▶ [Written request]
Copy out every record below with complete accuracy.

*** Entries

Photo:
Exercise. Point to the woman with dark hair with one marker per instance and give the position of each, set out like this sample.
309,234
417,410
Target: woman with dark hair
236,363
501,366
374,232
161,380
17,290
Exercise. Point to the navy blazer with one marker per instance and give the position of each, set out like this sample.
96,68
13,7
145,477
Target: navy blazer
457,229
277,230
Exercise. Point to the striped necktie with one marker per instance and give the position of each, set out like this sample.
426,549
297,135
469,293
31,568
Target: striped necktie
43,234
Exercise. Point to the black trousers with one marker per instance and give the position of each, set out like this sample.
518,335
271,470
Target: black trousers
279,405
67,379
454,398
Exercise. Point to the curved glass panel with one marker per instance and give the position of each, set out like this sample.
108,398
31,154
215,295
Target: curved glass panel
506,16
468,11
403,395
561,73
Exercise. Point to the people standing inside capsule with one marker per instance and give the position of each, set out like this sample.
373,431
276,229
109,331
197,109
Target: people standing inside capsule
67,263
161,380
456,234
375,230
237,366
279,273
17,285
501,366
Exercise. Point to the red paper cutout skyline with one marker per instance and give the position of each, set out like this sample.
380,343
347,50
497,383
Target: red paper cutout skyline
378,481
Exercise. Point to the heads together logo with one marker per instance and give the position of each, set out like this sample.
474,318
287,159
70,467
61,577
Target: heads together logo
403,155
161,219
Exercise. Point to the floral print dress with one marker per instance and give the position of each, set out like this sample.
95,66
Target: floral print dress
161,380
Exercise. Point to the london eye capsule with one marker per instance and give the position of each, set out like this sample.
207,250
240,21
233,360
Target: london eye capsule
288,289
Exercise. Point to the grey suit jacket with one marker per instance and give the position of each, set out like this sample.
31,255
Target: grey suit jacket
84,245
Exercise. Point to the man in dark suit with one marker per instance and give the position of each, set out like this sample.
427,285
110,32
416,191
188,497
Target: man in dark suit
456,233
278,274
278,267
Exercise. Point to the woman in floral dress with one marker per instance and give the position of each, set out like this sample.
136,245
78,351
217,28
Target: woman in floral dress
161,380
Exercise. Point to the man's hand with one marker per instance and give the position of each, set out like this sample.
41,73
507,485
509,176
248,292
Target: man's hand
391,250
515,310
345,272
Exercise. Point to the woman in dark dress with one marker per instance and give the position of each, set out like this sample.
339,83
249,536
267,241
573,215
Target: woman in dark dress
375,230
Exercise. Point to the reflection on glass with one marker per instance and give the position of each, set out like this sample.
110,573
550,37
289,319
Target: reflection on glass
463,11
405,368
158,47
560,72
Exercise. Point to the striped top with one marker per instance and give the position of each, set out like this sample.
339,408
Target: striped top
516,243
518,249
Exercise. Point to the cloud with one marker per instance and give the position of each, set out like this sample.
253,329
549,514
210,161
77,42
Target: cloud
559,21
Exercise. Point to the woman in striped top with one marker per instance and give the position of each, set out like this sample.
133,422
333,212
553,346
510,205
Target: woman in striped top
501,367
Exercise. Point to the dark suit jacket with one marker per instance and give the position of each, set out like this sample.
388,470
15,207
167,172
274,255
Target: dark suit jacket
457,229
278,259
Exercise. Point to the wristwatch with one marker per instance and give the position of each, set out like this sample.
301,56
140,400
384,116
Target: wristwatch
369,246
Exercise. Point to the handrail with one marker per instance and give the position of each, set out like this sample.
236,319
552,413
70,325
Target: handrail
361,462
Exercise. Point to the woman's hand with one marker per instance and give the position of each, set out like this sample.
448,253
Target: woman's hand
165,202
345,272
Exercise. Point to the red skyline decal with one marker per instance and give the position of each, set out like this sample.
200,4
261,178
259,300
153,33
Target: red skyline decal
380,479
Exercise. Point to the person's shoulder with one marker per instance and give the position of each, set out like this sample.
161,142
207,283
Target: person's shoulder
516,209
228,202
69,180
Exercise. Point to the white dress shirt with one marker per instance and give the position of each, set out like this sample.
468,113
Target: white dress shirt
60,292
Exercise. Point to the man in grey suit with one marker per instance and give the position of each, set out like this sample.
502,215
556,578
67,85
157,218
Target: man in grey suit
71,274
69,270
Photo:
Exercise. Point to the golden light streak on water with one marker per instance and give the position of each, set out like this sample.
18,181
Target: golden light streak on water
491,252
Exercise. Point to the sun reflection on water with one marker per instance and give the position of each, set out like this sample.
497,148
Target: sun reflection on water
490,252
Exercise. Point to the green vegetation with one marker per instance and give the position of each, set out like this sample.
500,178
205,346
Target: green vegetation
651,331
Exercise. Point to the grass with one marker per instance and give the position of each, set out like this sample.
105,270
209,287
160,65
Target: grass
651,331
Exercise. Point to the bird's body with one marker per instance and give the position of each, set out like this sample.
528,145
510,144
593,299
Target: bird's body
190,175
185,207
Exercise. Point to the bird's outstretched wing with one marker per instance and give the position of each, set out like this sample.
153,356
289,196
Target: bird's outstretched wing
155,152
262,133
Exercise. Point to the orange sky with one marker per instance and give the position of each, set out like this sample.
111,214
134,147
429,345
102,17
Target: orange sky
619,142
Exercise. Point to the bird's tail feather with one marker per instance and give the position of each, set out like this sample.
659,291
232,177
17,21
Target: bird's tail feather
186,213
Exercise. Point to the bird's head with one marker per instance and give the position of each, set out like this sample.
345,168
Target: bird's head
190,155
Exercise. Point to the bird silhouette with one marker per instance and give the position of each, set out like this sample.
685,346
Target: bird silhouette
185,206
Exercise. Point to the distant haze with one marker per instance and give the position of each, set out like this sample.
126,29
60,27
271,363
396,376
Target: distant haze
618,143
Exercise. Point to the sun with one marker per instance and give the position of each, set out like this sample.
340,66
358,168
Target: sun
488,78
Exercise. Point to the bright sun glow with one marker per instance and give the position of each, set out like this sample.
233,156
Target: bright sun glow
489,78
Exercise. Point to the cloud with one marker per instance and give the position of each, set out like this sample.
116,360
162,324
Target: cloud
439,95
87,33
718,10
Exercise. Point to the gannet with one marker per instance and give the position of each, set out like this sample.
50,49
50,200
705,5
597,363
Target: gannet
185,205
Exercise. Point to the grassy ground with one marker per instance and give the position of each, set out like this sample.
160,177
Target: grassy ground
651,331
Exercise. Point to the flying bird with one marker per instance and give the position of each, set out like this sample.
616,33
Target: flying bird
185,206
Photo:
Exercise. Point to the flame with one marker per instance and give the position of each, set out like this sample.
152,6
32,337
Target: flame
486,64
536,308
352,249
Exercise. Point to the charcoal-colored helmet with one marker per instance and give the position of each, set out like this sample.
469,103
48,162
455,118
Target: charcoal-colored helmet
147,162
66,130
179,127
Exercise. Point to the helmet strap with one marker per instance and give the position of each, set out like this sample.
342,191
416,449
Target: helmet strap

******

▶ [Solved exercise]
Photo:
Exercise. Point to the woman with dark hair with one marker per instance and give the position of each, set out like this sample.
309,234
417,410
Target: woman with dark hair
236,363
501,366
374,232
161,380
17,290
Exercise. Point to the navy blazer with one marker per instance and give the position of each, set out like this sample.
96,68
13,7
145,477
Target: navy blazer
457,229
277,230
Exercise. Point to the striped necktie with one marker per instance and give the position of each, set out like this sample.
426,549
297,135
469,293
31,568
Target: striped necktie
43,234
Exercise. Point to the black trousers with one marker per instance and give the position of each, set out like this sample.
518,335
271,470
Target: black trousers
279,405
67,379
454,398
Exercise. Point to the curved glass panel with one marker per instance and give the position of each, set out like this sample.
108,398
31,154
215,295
Target: curved glass panel
506,16
468,11
403,395
561,73
Exercise. Point to the people standing inside capsule with one marker per instance and give the position of each, set out like this sample.
373,431
276,229
109,331
197,109
Target: people standing inside capsule
67,263
161,380
456,234
375,230
237,366
279,273
17,285
501,366
Exercise. Point to the red paper cutout skyline with one marker per instance and give the position of each, set out like this sample.
380,343
347,50
497,383
Target: red paper cutout skyline
378,481
Exercise. Point to the heads together logo with one marker per instance and give the position of each, set out like this sample.
474,318
287,159
70,467
61,577
Target: heads together logo
403,155
161,219
Exercise. Point to the floral print dress with one marker per instance and give the position of each, set out like this sample.
95,66
Target: floral print dress
161,380
Exercise. Point to the london eye capsule with one marker per instance and give the position of each, set out like this sample.
207,250
240,21
233,360
Target: london eye capsule
288,289
Exercise. Point to the grey suit jacket with one marker per instance and give the position of each, set out like this sample.
31,255
Target: grey suit jacket
84,245
Exercise. Point to the man in dark suit with one marker per instance and give the position of each, set out like this sample.
427,285
110,32
416,191
188,497
Target: man in dark suit
456,233
278,274
278,267
Exercise. Point to the woman in floral dress with one marker per instance and give the position of each, set out like this sample.
136,245
78,351
217,28
Target: woman in floral dress
161,380
Exercise. Point to the man's hand with one marker per instance and give the position of each, set out like this sample.
41,73
507,485
509,176
248,292
Target: man's hand
391,250
515,310
345,272
Exercise. Point to the woman in dark dress with one marker per instance and give the position of each, set out like this sample.
339,83
249,536
267,241
573,215
Target: woman in dark dress
375,230
Exercise. Point to the reflection on glass with one marker per instance and give the position of each, set out like this sample.
110,573
550,37
289,319
Target: reflection on glass
463,11
405,368
158,47
560,72
Exercise. Point to the striped top with one marker per instance and give the position of each, set out like this sample.
339,408
Target: striped top
516,243
518,249
Exercise. Point to the cloud with one marker per instance and give the position of each, set out like this sample.
253,329
549,514
210,161
77,42
Target: cloud
559,21
Exercise. Point to the woman in striped top with one marker per instance and give the position of each, set out like this sample.
133,422
333,212
553,346
510,205
Target: woman in striped top
501,367
Exercise. Point to the dark suit jacket with one marker per instance and give the position of each, set out like this sample.
388,470
15,207
167,172
274,255
Target: dark suit jacket
457,229
278,259
Exercise. Point to the wristwatch with one marker per instance and give the position of each, set out like this sample.
301,56
140,400
384,116
Target: wristwatch
369,246
Exercise. Point to the handrail with one marker per instance and give the position of each, set out like this sample.
236,319
552,413
70,325
Target: handrail
361,462
Exercise. Point to the woman's hand with one marker per instance and give the position of each, set out like this sample.
448,253
Target: woman's hand
165,202
345,272
Exercise. Point to the red skyline decal with one marker per instance and give the position of each, set out like this sample.
200,4
261,178
259,300
153,33
Target: red skyline decal
380,479
Exercise. Point to the person's shoulder with one marker per instance and give the position of each, set out like this sample.
161,142
207,283
Target: person's shoulder
516,209
228,202
69,180
Exercise. Point to the white dress shirt with one marker per instance and give the position of each, set out like this sample.
468,113
Target: white dress shirt
60,292
Exercise. Point to the man in grey suit with one marker per instance and give the position of each, set out like this sample.
502,215
556,578
67,85
157,218
Target: man in grey suit
71,274
69,270
Photo:
Exercise. Point to the golden light streak on water with one marker per instance and give the position of each, set out like this sample.
18,181
Target: golden light streak on water
491,252
Exercise. Point to the sun reflection on water with one marker per instance and give the position of each, set out like this sample.
497,148
Target: sun reflection on water
490,252
Exercise. Point to the green vegetation with one marker per instance and give the position of each, set out like this sample.
500,178
205,346
Target: green vegetation
651,331
Exercise. Point to the grass with one marker per instance and give the position of each, set out like this sample.
105,270
209,287
160,65
Target: grass
651,331
Exercise. Point to the bird's body with one marker per instance and give the position of each, set out like this sample.
528,145
510,144
593,299
Target: bird's body
190,175
185,207
Exercise. Point to the bird's outstretched wing with one marker per instance and give the position of each, set out like this sample.
153,356
289,196
Target: bird's outstretched wing
155,152
262,133
Exercise. Point to the orange sky with one marker per instance and give the position of each, set out like this sample.
111,214
134,147
429,345
102,17
Target: orange sky
619,142
Exercise. Point to the bird's tail feather with one marker per instance and give the position of each, set out like this sample.
659,291
232,177
17,21
Target: bird's tail feather
186,213
Exercise. Point to the bird's head with one marker per instance and give the position of each, set out like this sample.
345,168
Target: bird's head
190,155
Exercise. Point to the bird silhouette with one marker per instance and give the position of each, set out like this sample.
685,346
Target: bird silhouette
185,206
Exercise. Point to the distant haze with one marker per instance and give the position of each, set out like this sample.
126,29
60,27
271,363
396,376
Target: distant haze
618,143
Exercise. Point to the sun with one marker per instance and give the position of each, set out like this sample.
340,66
358,168
Target: sun
488,78
Exercise. Point to the bright sun glow with one marker per instance and give the position of each, set out like this sample.
233,156
Target: bright sun glow
489,78
Exercise. Point to the cloud with one marker per instance and give the position of each, set out like this sample.
116,360
162,324
Target: cloud
439,95
87,33
718,10
Exercise. Point to the gannet with one marker per instance and give the position of each, set out like this sample.
50,49
50,200
705,5
597,363
Target: gannet
185,205
Exercise. Point to the grassy ground with one marker per instance and give the position of each, set out like this sample.
160,177
Target: grassy ground
651,331
Exercise. Point to the flying bird with one marker per instance and give the position of each, set out like this sample.
616,33
Target: flying bird
185,206
Photo:
Exercise. Point to the flame with one marker per instance and give the position of each, set out like this sample.
152,6
32,337
Target: flame
486,64
536,308
352,249
Exercise. Point to the charcoal-colored helmet with one marker per instance and give the position of each, set out like this sample.
469,103
48,162
455,118
Target: charcoal-colored helmet
147,162
66,130
179,127
Exercise. Point to the helmet strap with one marker per instance and give the position of each, set out like this sample.
342,191
416,449
Target: helmet strap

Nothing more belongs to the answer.